» Problem details: Your reply should be an exact copy of every entry, with the pictures removed.

» Dataset extract:
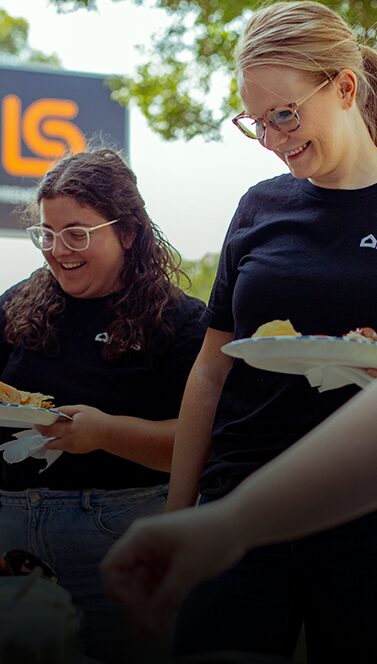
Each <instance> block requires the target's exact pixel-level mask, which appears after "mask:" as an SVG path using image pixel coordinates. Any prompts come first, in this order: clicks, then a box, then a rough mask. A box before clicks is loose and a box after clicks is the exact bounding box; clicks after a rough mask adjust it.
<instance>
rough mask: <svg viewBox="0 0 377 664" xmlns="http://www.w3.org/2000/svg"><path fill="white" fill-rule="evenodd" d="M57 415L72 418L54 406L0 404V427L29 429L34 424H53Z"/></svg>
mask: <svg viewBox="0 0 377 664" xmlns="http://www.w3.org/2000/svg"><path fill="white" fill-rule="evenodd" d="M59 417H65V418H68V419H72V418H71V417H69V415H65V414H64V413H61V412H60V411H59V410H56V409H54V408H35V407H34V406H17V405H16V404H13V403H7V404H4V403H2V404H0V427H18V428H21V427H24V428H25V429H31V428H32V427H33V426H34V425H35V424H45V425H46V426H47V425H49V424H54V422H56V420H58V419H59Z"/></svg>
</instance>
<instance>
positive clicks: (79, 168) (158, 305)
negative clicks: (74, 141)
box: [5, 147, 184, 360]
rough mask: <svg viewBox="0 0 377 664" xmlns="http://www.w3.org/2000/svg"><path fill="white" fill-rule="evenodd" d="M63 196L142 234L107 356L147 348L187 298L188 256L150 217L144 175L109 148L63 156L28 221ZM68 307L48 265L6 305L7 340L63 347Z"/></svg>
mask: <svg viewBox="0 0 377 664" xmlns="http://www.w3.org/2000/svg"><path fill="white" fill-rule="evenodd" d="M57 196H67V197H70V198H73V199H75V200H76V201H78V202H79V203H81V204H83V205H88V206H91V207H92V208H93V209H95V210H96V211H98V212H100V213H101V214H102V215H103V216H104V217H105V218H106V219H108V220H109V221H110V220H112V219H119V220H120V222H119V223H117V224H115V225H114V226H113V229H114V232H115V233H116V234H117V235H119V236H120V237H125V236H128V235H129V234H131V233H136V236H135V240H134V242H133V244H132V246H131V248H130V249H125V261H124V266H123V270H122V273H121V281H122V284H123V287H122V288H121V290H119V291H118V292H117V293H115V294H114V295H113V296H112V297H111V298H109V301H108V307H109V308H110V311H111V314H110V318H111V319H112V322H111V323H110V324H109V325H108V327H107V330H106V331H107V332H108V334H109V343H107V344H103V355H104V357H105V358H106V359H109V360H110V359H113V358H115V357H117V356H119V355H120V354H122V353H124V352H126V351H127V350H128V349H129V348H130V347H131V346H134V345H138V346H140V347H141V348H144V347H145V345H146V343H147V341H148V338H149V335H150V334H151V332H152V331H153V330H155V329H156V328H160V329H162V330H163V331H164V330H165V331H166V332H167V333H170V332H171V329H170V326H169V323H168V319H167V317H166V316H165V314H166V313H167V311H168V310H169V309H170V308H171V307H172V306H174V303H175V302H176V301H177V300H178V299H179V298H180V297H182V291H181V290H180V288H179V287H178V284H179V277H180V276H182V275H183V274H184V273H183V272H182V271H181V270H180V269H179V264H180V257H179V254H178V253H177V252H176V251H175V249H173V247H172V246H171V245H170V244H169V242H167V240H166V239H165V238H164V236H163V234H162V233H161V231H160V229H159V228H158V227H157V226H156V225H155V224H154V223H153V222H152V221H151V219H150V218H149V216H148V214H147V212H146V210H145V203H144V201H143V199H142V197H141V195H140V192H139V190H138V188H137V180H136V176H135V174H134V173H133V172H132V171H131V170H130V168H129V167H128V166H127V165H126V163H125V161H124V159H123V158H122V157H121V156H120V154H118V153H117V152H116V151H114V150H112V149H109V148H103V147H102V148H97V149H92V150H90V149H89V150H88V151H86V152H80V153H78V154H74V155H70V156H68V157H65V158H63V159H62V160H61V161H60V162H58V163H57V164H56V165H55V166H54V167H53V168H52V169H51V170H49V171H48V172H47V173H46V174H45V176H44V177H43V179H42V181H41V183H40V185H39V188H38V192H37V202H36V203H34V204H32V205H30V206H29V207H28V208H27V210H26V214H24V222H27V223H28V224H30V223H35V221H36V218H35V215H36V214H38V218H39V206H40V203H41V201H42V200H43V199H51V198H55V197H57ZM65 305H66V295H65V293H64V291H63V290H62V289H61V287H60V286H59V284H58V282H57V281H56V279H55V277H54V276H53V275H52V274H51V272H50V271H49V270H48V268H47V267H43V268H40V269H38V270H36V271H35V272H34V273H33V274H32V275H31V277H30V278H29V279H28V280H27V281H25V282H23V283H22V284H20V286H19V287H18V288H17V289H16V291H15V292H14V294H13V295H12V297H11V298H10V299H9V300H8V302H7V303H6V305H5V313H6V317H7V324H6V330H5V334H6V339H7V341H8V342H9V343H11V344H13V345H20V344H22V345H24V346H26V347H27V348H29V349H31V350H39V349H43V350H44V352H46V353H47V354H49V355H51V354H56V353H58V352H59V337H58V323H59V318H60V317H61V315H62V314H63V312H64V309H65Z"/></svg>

» Task result:
Each <instance> block requires the target's exact pixel-level mask, which appears after "mask:" as an SVG path using image pixel coordinates. Any prompts come first, in this order: clicks, then a box, then a rough mask. A box before clicks is loose and a box after clicks is the exact bounding box; clicks after a rough mask adjust it.
<instance>
rough mask: <svg viewBox="0 0 377 664" xmlns="http://www.w3.org/2000/svg"><path fill="white" fill-rule="evenodd" d="M57 415L72 418L54 406L0 404V427L29 429L34 424H53Z"/></svg>
mask: <svg viewBox="0 0 377 664" xmlns="http://www.w3.org/2000/svg"><path fill="white" fill-rule="evenodd" d="M59 417H65V418H68V419H72V418H71V417H69V415H65V414H64V413H61V412H60V411H59V410H56V409H54V408H35V407H34V406H17V405H16V404H13V403H7V404H4V403H2V404H0V427H18V428H21V427H24V428H25V429H31V428H32V427H33V426H34V425H35V424H45V425H46V426H47V425H49V424H54V422H56V420H58V419H59Z"/></svg>
</instance>
<instance>
positive clicks: (79, 168) (158, 305)
negative clicks: (74, 141)
box: [5, 147, 184, 360]
rough mask: <svg viewBox="0 0 377 664" xmlns="http://www.w3.org/2000/svg"><path fill="white" fill-rule="evenodd" d="M63 196L142 234L107 356L147 348L187 298L188 256L150 217L144 175L109 148L63 156L28 221ZM68 307L48 265L6 305L7 340L63 347Z"/></svg>
mask: <svg viewBox="0 0 377 664" xmlns="http://www.w3.org/2000/svg"><path fill="white" fill-rule="evenodd" d="M57 196H67V197H70V198H73V199H75V200H76V201H78V202H79V203H81V204H83V205H88V206H91V207H92V208H93V209H95V210H96V211H98V212H100V213H101V214H102V215H103V216H104V217H105V218H106V219H108V220H109V221H110V220H112V219H119V220H120V222H119V223H117V224H115V225H114V226H113V229H114V232H115V233H116V234H117V235H119V236H120V237H125V236H128V235H129V234H131V233H136V236H135V240H134V242H133V244H132V246H131V248H130V249H125V261H124V266H123V270H122V273H121V281H122V284H123V287H122V288H121V290H119V291H118V292H117V293H115V294H114V295H113V296H112V297H111V298H109V301H108V307H109V308H110V311H111V314H110V318H111V319H112V322H111V323H110V324H109V325H108V327H107V330H106V331H107V332H108V334H109V343H107V344H103V355H104V357H105V358H106V359H109V360H110V359H113V358H115V357H117V356H119V355H120V354H122V353H124V352H126V351H127V350H128V349H129V348H130V347H131V346H134V345H138V346H140V347H141V348H144V347H145V345H146V343H147V341H148V338H149V335H150V334H151V332H152V331H153V330H155V329H156V328H160V329H162V330H163V331H164V330H165V331H166V332H167V333H170V332H171V329H170V326H169V323H168V319H167V317H166V316H165V314H166V313H167V311H168V310H169V309H170V308H171V307H172V306H174V303H175V302H176V301H177V300H178V299H179V298H180V297H182V291H181V290H180V288H179V287H178V284H179V277H180V276H182V275H183V274H184V273H183V272H182V271H181V270H180V269H179V264H180V257H179V254H178V253H177V252H176V251H175V249H173V247H172V246H171V245H170V244H169V242H167V240H166V239H165V238H164V236H163V234H162V233H161V231H160V229H159V228H158V227H157V226H156V225H155V224H154V223H153V222H152V221H151V219H150V218H149V216H148V214H147V212H146V210H145V203H144V201H143V199H142V197H141V195H140V192H139V190H138V188H137V180H136V176H135V174H134V173H133V172H132V171H131V170H130V168H129V167H128V166H127V165H126V163H125V161H124V159H123V158H122V157H121V156H120V154H118V153H117V152H116V151H114V150H112V149H109V148H103V147H102V148H97V149H92V150H90V149H89V150H88V151H86V152H80V153H78V154H74V155H70V156H68V157H65V158H63V159H62V160H61V161H60V162H58V163H57V164H56V165H55V166H54V167H53V168H52V169H51V170H49V171H48V172H47V173H46V174H45V176H44V177H43V179H42V181H41V183H40V185H39V188H38V192H37V202H36V203H34V204H32V205H30V206H29V207H28V208H27V210H26V214H24V222H27V223H28V224H30V223H35V221H36V218H35V215H36V214H38V218H39V206H40V203H41V201H42V200H43V199H51V198H55V197H57ZM65 305H66V295H65V293H64V291H63V290H62V289H61V287H60V286H59V284H58V282H57V281H56V279H55V277H54V276H53V275H52V274H51V272H50V271H49V270H48V268H47V267H43V268H40V269H38V270H36V271H35V272H34V273H33V274H32V275H31V277H30V278H29V279H28V280H27V281H25V282H23V283H22V284H20V286H19V287H18V288H17V289H16V291H15V292H14V294H13V295H12V297H11V298H10V299H9V300H8V302H7V303H6V305H5V313H6V317H7V324H6V330H5V334H6V339H7V341H8V342H9V343H11V344H13V345H20V344H22V345H24V346H26V347H27V348H29V349H31V350H39V349H43V350H44V352H46V353H47V354H49V355H51V354H56V353H58V352H59V337H58V323H59V318H60V317H61V315H62V314H63V312H64V309H65Z"/></svg>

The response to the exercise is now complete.